## TASK DESCRIPTION
Transcribe the data that follows precisely, omitting nothing.

---+---

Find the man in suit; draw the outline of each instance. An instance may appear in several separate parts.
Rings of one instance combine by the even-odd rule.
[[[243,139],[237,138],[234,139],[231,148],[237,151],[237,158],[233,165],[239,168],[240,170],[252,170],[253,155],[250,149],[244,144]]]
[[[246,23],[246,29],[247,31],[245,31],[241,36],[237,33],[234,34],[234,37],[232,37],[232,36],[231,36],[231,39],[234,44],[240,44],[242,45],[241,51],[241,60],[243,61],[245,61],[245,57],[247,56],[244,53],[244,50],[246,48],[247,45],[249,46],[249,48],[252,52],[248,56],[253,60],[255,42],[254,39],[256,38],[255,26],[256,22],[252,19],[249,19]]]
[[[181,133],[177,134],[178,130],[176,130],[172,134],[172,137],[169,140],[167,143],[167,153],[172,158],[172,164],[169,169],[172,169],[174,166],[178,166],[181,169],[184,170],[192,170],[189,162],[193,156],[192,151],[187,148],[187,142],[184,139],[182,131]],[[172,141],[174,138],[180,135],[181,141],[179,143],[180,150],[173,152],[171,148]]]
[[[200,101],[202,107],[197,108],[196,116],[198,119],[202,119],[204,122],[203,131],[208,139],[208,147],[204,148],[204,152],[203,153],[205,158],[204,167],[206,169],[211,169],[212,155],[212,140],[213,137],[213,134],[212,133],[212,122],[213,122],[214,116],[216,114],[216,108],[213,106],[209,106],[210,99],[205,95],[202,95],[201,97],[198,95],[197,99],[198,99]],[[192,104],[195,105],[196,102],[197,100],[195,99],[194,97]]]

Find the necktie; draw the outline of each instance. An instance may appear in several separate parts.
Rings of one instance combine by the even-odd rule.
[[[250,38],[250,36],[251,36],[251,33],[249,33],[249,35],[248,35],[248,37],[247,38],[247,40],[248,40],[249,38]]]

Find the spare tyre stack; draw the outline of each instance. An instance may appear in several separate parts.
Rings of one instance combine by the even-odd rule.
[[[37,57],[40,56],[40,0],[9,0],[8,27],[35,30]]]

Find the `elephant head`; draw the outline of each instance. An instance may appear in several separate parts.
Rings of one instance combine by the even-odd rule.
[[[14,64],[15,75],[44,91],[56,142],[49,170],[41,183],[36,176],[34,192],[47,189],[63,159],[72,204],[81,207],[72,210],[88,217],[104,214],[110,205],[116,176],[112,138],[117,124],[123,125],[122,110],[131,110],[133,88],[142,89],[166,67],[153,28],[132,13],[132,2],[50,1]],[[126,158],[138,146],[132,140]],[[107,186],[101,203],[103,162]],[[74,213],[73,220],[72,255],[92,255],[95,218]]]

---+---

## SOLUTION TO THIS TASK
Find the man in suit; draw the outline of each instance. An instance may appear in several separate parts.
Rings of one instance combine by the even-odd rule.
[[[243,139],[237,138],[234,139],[231,148],[237,151],[237,158],[233,165],[239,168],[240,170],[252,170],[253,155],[250,149],[244,144]]]
[[[246,23],[246,29],[247,31],[245,31],[241,36],[237,33],[234,34],[234,37],[232,37],[232,36],[231,36],[231,39],[234,44],[240,44],[242,45],[241,51],[241,60],[243,61],[245,61],[245,57],[247,56],[244,53],[244,50],[246,48],[247,45],[249,46],[249,48],[252,52],[248,56],[253,60],[255,42],[254,39],[256,38],[255,26],[256,22],[252,19],[249,19]]]
[[[181,133],[177,134],[178,130],[176,130],[172,134],[172,137],[169,140],[167,143],[167,153],[172,158],[172,164],[169,169],[172,169],[174,166],[178,166],[181,169],[184,170],[192,170],[189,162],[193,156],[192,151],[187,148],[187,142],[184,139],[182,131]],[[172,141],[174,138],[180,135],[181,141],[179,143],[180,150],[173,152],[171,148]]]
[[[200,101],[202,107],[197,108],[196,116],[198,119],[202,119],[204,122],[203,131],[208,139],[208,147],[204,148],[204,152],[203,153],[205,158],[204,167],[206,169],[211,169],[212,155],[212,140],[213,137],[213,134],[212,133],[212,122],[213,122],[214,116],[216,114],[216,108],[213,106],[209,106],[210,99],[205,95],[202,95],[201,97],[198,95],[197,99],[198,99]],[[192,104],[195,105],[196,102],[197,100],[195,99],[194,97]]]

Find the necktie; draw the outline of each instance. An instance may appear in several separate parts.
Rings of one instance combine by the even-odd rule.
[[[250,38],[250,36],[251,36],[251,33],[249,33],[249,35],[248,35],[248,37],[247,38],[247,40],[248,40],[249,38]]]

Find the spare tyre stack; draw the outline of each instance. An instance may appear in several separate parts.
Rings of one instance combine by the even-odd rule.
[[[37,57],[40,56],[40,0],[9,0],[8,27],[35,30]]]

Find the `elephant head`; draw the outline of each instance. An instance may appear in several separate parts.
Rings of one instance combine by the even-odd rule.
[[[14,64],[15,75],[44,91],[56,142],[49,170],[41,183],[36,176],[34,192],[47,189],[63,159],[72,204],[81,207],[72,210],[88,217],[104,214],[110,205],[116,176],[112,138],[117,124],[123,125],[122,110],[131,110],[133,88],[142,89],[166,67],[153,28],[132,13],[132,2],[50,1]],[[126,158],[138,146],[132,140]],[[107,186],[101,203],[103,162]],[[74,213],[73,220],[72,255],[92,255],[95,218]]]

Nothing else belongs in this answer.